The initial one last year was scratching on the stomach. She didn't want to tell us where she got it from. Two weeks later I heard from another mum that her daughter had told her what was going on.
The teacher is a bit confused, because the girls play so happily together; the girl seems to do it when no teacher is around. By the time we hear about it and get back to the school, the girls have forgotten what happened.
[My daughter is] wetting herself again, not wanting to go to school. We had stages last year when she threw tantrums every morning, not wanting to put on her school uniform. They were in the same class last year.
We've got them separated this year but she's still holding back, not really wanting to go to school. She sees the girl and hides.
Yesterday the other girl was away sick and my daughter danced around in delight.
We've had meetings with the school. One comment was, "Your daughter is partly to blame." She is very babyish, she acts like a 4-year-old if someone touches her. I said, "I can see where you're coming from, but the hitting has to stop."

=== DATASET EXCERPTS ===
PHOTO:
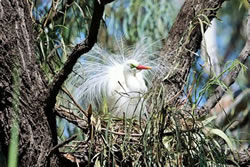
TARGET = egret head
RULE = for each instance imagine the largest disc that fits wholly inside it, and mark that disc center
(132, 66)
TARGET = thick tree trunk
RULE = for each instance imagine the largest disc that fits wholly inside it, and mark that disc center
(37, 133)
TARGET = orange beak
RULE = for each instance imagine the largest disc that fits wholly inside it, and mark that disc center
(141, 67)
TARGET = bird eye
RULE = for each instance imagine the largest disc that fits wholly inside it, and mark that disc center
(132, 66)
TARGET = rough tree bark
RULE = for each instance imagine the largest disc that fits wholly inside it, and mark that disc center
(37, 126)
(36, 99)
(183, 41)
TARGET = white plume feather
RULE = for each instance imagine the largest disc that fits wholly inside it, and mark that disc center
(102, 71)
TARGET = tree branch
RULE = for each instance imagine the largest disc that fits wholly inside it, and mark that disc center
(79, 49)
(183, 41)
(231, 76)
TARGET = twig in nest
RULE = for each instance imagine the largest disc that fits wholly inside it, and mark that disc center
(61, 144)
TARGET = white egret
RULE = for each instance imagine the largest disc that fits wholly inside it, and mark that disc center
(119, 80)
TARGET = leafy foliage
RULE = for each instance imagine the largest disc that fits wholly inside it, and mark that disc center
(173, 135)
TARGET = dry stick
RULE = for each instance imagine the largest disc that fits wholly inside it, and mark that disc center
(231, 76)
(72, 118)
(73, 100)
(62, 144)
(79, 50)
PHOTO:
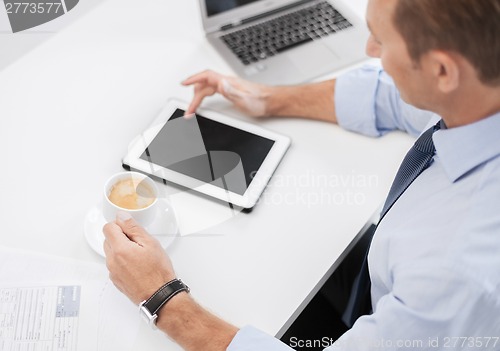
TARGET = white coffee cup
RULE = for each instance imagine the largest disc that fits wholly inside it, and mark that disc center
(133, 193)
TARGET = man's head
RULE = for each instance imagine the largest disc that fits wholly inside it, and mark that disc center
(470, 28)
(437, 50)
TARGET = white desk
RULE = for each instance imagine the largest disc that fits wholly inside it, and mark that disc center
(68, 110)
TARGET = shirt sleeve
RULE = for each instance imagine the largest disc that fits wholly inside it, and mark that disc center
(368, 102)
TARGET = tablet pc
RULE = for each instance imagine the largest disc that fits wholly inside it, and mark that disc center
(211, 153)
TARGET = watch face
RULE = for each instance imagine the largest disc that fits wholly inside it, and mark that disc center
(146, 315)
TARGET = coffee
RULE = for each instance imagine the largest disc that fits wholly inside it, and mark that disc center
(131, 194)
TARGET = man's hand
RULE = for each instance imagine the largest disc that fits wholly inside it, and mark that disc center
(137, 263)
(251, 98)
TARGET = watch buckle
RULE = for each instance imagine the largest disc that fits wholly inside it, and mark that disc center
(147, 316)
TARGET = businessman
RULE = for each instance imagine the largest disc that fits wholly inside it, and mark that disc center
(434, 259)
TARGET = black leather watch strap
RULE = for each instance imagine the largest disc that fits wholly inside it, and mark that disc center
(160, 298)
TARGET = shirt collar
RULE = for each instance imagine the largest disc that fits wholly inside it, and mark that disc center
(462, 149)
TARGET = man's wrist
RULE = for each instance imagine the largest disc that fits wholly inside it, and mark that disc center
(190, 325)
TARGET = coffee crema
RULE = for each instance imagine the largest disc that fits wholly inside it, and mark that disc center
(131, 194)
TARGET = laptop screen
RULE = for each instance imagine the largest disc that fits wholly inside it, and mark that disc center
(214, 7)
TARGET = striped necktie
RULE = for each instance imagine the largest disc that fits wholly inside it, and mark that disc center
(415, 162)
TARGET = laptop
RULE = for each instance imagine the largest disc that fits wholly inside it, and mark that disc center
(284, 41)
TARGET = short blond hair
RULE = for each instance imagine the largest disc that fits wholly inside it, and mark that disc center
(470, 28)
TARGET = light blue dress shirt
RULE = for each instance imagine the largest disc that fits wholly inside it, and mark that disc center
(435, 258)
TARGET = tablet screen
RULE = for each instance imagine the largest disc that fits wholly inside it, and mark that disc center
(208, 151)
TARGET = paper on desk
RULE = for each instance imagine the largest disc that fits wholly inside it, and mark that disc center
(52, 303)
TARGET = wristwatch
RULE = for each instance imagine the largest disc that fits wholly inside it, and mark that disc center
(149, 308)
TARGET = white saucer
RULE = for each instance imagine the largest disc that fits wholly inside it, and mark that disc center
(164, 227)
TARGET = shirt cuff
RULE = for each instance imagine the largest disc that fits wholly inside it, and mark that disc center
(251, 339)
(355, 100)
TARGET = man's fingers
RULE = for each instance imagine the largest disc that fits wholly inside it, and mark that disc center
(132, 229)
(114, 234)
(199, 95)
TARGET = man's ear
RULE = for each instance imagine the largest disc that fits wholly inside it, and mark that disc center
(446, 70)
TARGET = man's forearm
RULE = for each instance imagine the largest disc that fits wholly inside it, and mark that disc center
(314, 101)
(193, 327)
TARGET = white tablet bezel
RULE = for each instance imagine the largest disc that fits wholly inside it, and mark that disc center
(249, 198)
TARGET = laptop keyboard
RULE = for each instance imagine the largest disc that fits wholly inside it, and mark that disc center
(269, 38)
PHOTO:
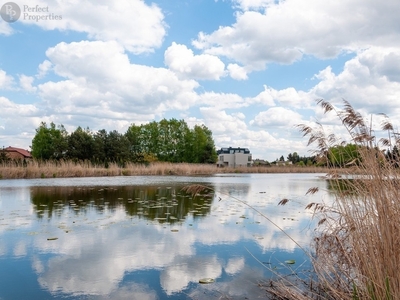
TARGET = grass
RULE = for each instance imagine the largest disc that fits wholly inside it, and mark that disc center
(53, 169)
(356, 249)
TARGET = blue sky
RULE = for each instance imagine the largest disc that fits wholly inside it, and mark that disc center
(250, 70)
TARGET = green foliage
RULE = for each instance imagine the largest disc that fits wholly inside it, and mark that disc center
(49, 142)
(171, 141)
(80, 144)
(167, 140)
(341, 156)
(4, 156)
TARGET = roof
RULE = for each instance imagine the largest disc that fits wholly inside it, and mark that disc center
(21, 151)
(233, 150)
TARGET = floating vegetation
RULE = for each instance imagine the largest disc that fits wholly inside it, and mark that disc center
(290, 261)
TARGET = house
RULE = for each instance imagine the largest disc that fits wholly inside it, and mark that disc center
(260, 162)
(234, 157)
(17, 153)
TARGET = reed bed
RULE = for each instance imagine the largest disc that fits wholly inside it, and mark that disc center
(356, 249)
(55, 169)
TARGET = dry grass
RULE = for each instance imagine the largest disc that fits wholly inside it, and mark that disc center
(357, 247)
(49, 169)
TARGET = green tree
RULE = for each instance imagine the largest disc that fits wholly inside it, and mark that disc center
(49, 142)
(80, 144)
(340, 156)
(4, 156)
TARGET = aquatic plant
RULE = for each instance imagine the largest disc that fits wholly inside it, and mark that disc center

=== WORK REQUEST 1 ===
Answer these questions from the account of the school bullying:
(a) What was the first incident last year?
(b) What did the daughter do on the day the other girl was away sick?
(c) What was one comment made at the meetings with the school?
=== WORK REQUEST 2 ===
Print the account of the school bullying from "The initial one" up to and including "was going on.".
=== WORK REQUEST 3 ===
According to the account of the school bullying, why is the teacher a bit confused?
The data come from a different source than the account of the school bullying.

=== SOLUTION 1 ===
(a) Scratching on the stomach.
(b) She danced around in delight.
(c) "Your daughter is partly to blame."

=== SOLUTION 2 ===
The initial one last year was scratching on the stomach. She didn't want to tell us where she got it from. Two weeks later I heard from another mum that her daughter had told her what was going on.

=== SOLUTION 3 ===
The teacher is confused because the girls play so happily together. The girl seems to do it only when no teacher is around.